## Exercise objective
Wherever pictures occur in the entries below, leave them out and retype the rest exactly.

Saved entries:
━━━━━━━━━━━━━━━━

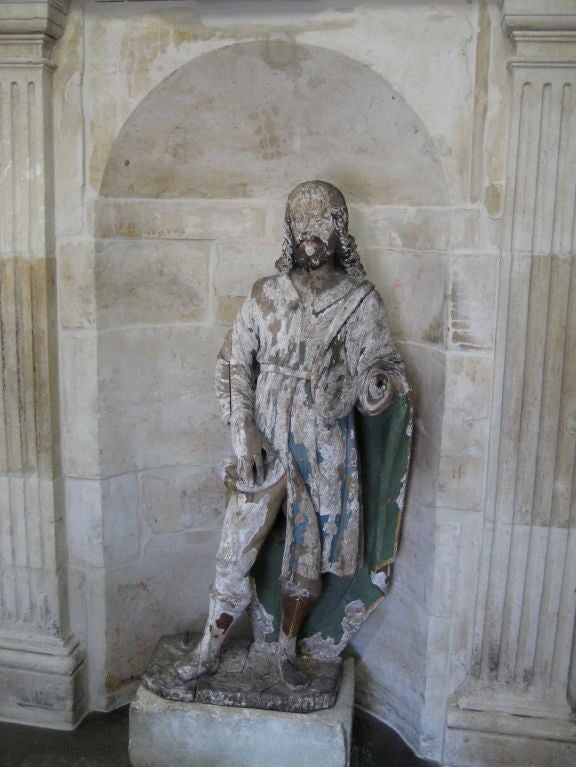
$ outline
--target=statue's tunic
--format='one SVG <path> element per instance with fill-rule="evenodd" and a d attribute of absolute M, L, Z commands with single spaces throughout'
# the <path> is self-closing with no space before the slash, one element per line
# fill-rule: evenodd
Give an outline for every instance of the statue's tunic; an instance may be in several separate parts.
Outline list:
<path fill-rule="evenodd" d="M 290 274 L 267 277 L 229 342 L 233 435 L 253 418 L 277 451 L 264 484 L 287 480 L 283 589 L 318 594 L 320 573 L 352 577 L 361 564 L 353 408 L 367 407 L 372 371 L 405 380 L 382 300 L 367 280 L 344 274 L 318 294 Z"/>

━━━━━━━━━━━━━━━━

## Answer section
$ outline
--target=statue's tunic
--format='one SVG <path> element per instance with fill-rule="evenodd" and a d attribute of absolute M, L, Z commands with single spaces throughout'
# the <path> is self-closing with no space before the slash, one element per line
# fill-rule: evenodd
Give an outline for every instance of the statue's tunic; an instance may be in several separate parts.
Outline list:
<path fill-rule="evenodd" d="M 290 274 L 267 277 L 229 342 L 233 435 L 253 418 L 277 451 L 264 484 L 287 480 L 283 589 L 318 594 L 320 573 L 352 577 L 361 564 L 353 408 L 367 407 L 372 371 L 405 380 L 382 300 L 367 280 L 344 274 L 318 294 Z"/>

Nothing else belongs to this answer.